Updated: May 6, 2021

One is on their right path as long as you go in the direction their fear grows

Wretched and miserable are those who have held in high esteem the book they did not love and hated those they did

Houses are much like books: so many of them around you, yet one only looks at a few and visit or reside in ever fewer

And so, when I began reading the offered pages, I at one moment lost my train of thought in the text and drowned it in my own sentiments. In these moments of absence and self-oblivion, centuries passed with every read but the line that failed to be comprehended and fully grasped, and when, after a few moments, I came round and re-established close contact with the text, I knew that the reader who returns from the open seas of his feelings is no longer the same reader who embarked on that seafaring journey only a short while ago

While we read, it is not incumbent upon us to absorb all that is written. Our thoughts are full of envy, continually blanking out the thoughts of others, for there is not enough room in us for two whiffs at one time

Heart is spaceless, the soul is timeless

Dreams never age. They are eternal. They are the only eternal part of mankind.

Love is like a caged bird. If you don’t feed it every day, it dies.

Milorad Pavic, an erudite Serbian writer, a university professor, a literary historian, and member of the Serbian Academy of Science and Arts (1991-2009), was born on 15 October 1929 in Belgrade and died. In his internet-based autobiographical sketch, Pavić himself declared that he was born on “the banks of one of the four rivers of Paradise, at 8:30 in the morning, under the sign of Libra (ascendant Scorpio), or, according to the Aztec horoscope, the Snake.” As a fiction writer, he was literally unknown until 1984 when Dictionary of the Khazars: A Lexicon Novel in 100,000 Words brought him an instant worldwide recognition. Even before, he has always entertained the idea of being “a writer for two hundred years now” because, as he said, “long ago, in 1766, an ancestor Pavić published a collection of poems in the city of Budim [Buda] and we have considered ourselves a family of writers ever since. ”Pavić received his degrees from the University of Belgrade and University of Zagreb, taught philosophy at the University of Novi Sad and at his former alma mater in Belgrade, he held classes at Sorbonne in Paris, at the University of Vienna and in Freiburg and Regensburg as well. Whilst writing extensively, he also translated works by Pushkin, Byron, Shelley, Villon and Molière and was nominated for Nobel Prize in Literature a number of times. His works have been translated into more than 30 languages and are now published all over the world.

(Dataset rows showing where objects appear)
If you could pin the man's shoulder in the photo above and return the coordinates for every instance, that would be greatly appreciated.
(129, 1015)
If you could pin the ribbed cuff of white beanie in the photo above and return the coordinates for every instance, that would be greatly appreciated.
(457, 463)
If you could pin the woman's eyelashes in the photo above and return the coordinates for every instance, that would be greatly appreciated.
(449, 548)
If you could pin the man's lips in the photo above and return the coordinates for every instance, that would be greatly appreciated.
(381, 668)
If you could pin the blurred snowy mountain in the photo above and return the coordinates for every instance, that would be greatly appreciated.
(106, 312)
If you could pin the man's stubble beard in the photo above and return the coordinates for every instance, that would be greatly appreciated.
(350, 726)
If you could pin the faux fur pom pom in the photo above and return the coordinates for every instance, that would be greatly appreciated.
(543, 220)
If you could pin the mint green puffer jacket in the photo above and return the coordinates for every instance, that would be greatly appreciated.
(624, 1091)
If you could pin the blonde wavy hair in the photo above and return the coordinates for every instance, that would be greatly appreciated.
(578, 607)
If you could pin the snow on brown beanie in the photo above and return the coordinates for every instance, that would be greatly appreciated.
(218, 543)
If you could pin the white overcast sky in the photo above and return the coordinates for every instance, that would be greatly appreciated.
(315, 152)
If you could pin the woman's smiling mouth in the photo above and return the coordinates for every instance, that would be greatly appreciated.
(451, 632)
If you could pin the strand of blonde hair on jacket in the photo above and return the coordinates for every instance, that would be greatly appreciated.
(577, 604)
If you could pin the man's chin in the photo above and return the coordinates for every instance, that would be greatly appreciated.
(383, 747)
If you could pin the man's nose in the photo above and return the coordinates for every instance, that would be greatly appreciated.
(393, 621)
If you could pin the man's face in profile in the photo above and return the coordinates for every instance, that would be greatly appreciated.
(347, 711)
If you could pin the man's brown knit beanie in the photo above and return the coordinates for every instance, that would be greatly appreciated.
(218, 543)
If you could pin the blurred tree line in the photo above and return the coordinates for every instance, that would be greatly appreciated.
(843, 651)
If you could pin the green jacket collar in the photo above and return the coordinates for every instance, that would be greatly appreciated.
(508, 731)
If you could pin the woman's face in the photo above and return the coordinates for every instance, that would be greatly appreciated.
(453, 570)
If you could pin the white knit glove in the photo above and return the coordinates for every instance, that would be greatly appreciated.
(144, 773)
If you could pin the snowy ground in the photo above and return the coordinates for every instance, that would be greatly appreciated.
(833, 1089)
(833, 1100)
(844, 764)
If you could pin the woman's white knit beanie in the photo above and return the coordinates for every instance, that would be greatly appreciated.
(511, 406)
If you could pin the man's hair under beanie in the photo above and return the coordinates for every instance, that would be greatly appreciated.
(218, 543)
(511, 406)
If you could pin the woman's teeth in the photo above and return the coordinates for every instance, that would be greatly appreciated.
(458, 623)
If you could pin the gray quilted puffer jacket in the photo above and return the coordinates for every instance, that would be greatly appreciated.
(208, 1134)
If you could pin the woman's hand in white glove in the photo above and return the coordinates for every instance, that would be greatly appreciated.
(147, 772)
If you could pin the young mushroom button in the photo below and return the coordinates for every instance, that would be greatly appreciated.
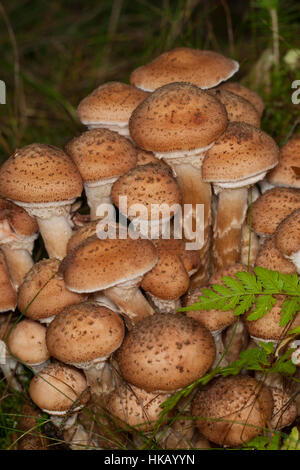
(45, 182)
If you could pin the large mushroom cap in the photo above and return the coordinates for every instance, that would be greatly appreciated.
(241, 155)
(101, 153)
(178, 116)
(268, 327)
(150, 185)
(205, 69)
(27, 341)
(250, 95)
(232, 410)
(17, 220)
(84, 332)
(43, 292)
(273, 207)
(135, 407)
(112, 102)
(166, 352)
(287, 172)
(99, 264)
(238, 108)
(40, 173)
(59, 387)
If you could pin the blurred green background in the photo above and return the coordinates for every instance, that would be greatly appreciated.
(54, 53)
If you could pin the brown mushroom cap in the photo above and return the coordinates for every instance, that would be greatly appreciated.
(84, 332)
(268, 327)
(112, 102)
(242, 152)
(287, 172)
(27, 341)
(101, 153)
(214, 320)
(17, 219)
(287, 235)
(271, 258)
(58, 387)
(178, 116)
(99, 264)
(43, 292)
(232, 410)
(40, 173)
(135, 407)
(204, 69)
(250, 95)
(238, 108)
(273, 207)
(166, 352)
(8, 295)
(147, 185)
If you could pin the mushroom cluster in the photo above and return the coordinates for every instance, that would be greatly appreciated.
(178, 177)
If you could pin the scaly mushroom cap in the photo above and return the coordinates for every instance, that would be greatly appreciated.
(135, 407)
(285, 409)
(84, 332)
(287, 172)
(287, 235)
(238, 108)
(250, 95)
(178, 116)
(232, 410)
(166, 352)
(204, 69)
(27, 341)
(101, 153)
(273, 207)
(43, 292)
(147, 185)
(112, 102)
(14, 218)
(214, 320)
(271, 258)
(268, 327)
(230, 271)
(242, 154)
(8, 295)
(57, 388)
(40, 173)
(99, 264)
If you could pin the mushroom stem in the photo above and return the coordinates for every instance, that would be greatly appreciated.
(196, 191)
(130, 300)
(19, 262)
(56, 232)
(231, 213)
(98, 193)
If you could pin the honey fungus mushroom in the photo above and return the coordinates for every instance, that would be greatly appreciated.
(232, 410)
(45, 182)
(165, 353)
(85, 335)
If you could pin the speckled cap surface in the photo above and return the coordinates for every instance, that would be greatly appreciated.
(39, 173)
(58, 387)
(166, 352)
(43, 292)
(287, 172)
(203, 68)
(178, 116)
(241, 152)
(84, 332)
(273, 207)
(232, 410)
(112, 102)
(99, 264)
(101, 153)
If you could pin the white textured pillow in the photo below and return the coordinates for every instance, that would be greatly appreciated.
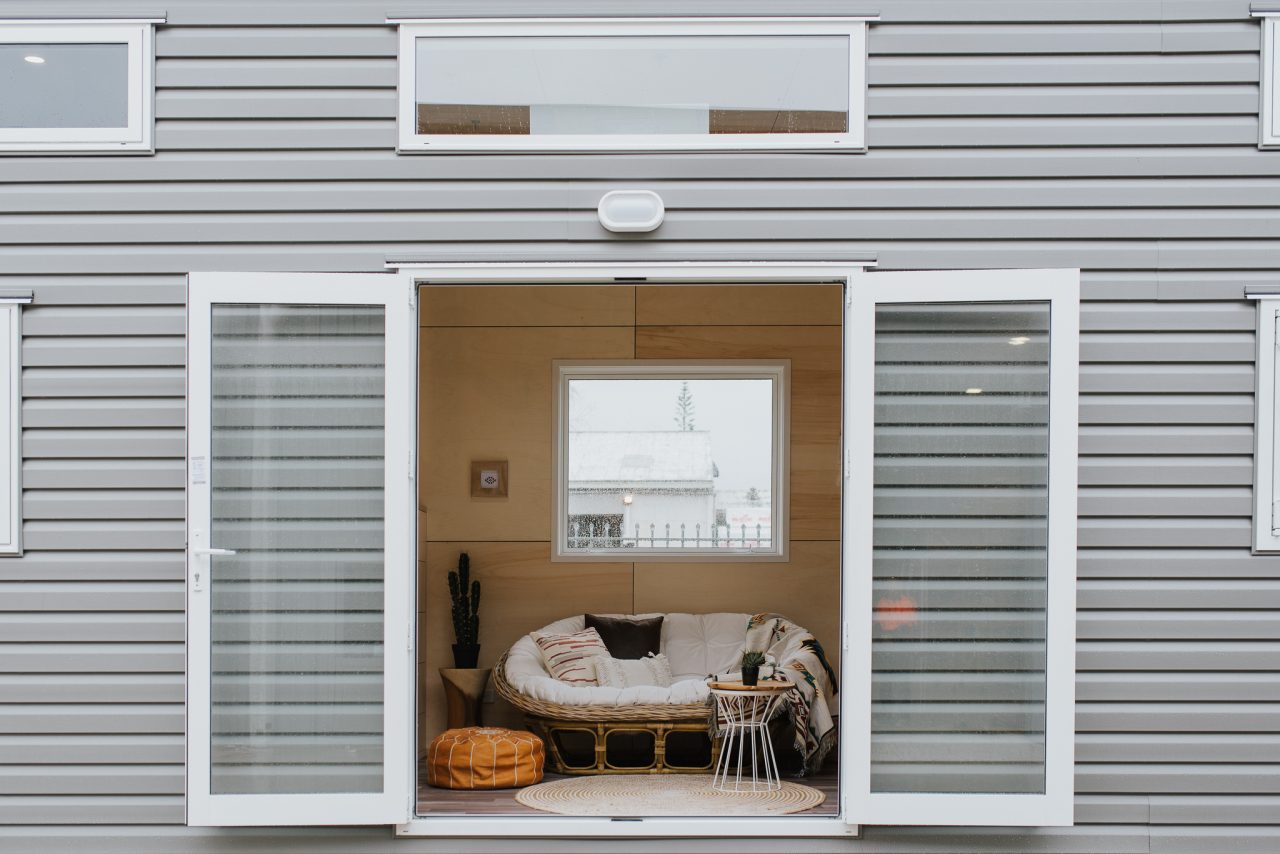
(568, 656)
(632, 672)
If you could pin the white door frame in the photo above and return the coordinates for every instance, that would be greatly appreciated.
(1060, 290)
(635, 273)
(205, 808)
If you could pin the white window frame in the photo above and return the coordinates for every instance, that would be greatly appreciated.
(776, 370)
(1269, 77)
(10, 427)
(138, 36)
(396, 800)
(412, 28)
(1061, 290)
(1266, 479)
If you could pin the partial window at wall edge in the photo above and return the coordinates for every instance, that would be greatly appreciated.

**SET TASK**. Can you repeat, word for word, the part of the text on Milorad Pavić between "And so, when" and "part of mankind.", inclusive?

**ANSWER IN FULL**.
And so, when I began reading the offered pages, I at one moment lost my train of thought in the text and drowned it in my own sentiments. In these moments of absence and self-oblivion, centuries passed with every read but the line that failed to be comprehended and fully grasped, and when, after a few moments, I came round and re-established close contact with the text, I knew that the reader who returns from the open seas of his feelings is no longer the same reader who embarked on that seafaring journey only a short while ago

While we read, it is not incumbent upon us to absorb all that is written. Our thoughts are full of envy, continually blanking out the thoughts of others, for there is not enough room in us for two whiffs at one time

Heart is spaceless, the soul is timeless

Dreams never age. They are eternal. They are the only eternal part of mankind.